[The records]
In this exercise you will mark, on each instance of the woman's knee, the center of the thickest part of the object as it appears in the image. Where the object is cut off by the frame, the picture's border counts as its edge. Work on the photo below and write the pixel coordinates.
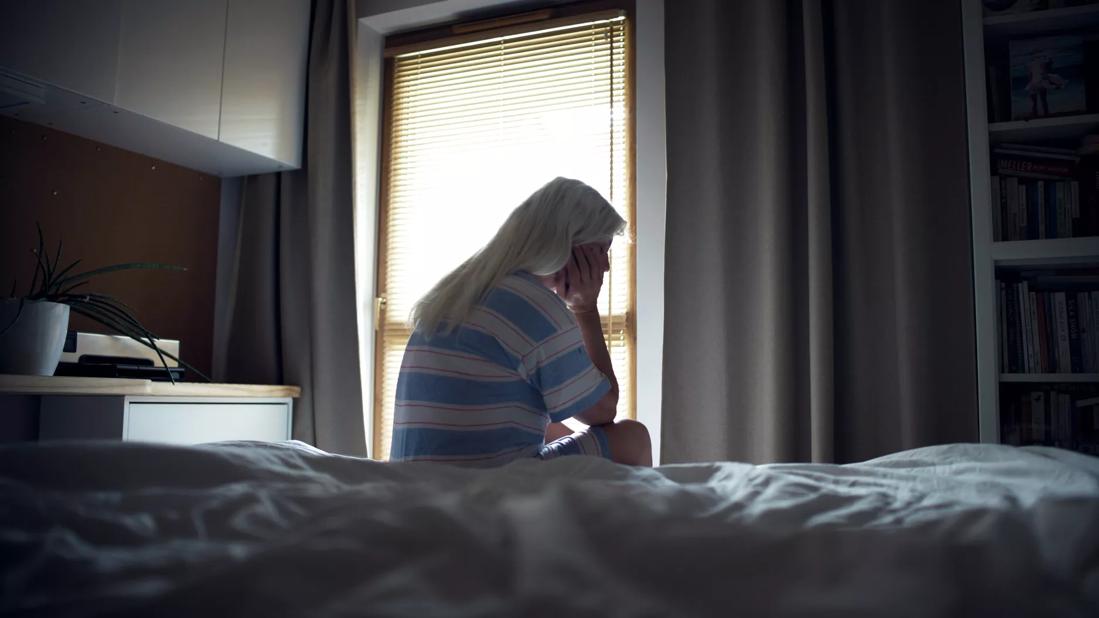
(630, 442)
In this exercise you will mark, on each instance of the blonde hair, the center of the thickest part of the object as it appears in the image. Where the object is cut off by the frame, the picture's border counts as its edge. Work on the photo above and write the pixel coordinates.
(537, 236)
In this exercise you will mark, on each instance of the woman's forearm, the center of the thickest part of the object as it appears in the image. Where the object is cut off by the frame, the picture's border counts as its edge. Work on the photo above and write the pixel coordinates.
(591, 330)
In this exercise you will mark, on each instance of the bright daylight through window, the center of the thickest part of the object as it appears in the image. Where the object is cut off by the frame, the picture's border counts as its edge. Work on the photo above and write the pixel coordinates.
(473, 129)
---
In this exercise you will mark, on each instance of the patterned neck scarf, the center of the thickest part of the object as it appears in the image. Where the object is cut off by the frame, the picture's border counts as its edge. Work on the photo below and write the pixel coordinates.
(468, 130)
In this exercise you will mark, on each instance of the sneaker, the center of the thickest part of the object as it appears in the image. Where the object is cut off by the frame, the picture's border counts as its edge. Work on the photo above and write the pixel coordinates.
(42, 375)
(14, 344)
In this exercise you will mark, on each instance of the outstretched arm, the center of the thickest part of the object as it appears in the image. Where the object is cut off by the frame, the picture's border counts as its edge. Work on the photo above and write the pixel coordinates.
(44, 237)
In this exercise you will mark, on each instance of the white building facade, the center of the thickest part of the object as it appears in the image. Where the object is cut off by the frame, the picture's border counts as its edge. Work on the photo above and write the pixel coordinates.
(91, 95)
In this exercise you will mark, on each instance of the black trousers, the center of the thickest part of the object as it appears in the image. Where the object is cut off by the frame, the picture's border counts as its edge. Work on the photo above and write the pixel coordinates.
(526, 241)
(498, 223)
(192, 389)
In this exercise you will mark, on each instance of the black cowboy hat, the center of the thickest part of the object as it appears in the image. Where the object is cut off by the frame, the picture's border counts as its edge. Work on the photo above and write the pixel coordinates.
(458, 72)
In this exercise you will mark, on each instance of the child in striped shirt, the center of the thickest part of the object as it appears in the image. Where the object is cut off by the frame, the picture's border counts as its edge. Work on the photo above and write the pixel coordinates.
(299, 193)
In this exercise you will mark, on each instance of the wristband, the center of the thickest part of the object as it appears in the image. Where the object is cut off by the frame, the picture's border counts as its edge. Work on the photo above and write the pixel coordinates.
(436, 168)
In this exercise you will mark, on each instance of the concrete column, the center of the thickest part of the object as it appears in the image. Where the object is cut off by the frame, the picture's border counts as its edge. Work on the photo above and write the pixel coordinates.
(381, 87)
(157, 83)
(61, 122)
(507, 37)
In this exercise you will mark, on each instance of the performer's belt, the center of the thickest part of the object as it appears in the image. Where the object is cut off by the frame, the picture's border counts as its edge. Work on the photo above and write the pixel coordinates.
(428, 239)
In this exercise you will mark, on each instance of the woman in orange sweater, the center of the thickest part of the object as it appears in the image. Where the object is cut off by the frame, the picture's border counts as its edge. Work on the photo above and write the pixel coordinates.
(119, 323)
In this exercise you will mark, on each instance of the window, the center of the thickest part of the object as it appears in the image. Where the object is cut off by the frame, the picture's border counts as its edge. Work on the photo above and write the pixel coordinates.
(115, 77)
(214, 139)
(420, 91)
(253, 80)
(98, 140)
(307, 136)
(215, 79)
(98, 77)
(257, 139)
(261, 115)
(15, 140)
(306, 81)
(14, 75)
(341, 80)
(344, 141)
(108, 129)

[Task statement] Collect each line of the items above that contains the string "below", copying every such line in full.

[Exercise solution]
In this exercise you will mark, on each instance of the woman's knee, the center of the thickest part of the object as it appears in the image. Where the object is cut off by the frame, the picture's border counts as its edge. Work on the photo below and write the pixel coordinates.
In this exercise you will mark, on each instance of the patterned neck scarf, the center of the thickest part of the object as it appears in the image. Where the object is cut off by the frame, the picture's border counts as its edge. Work on the photo below and write the pixel coordinates.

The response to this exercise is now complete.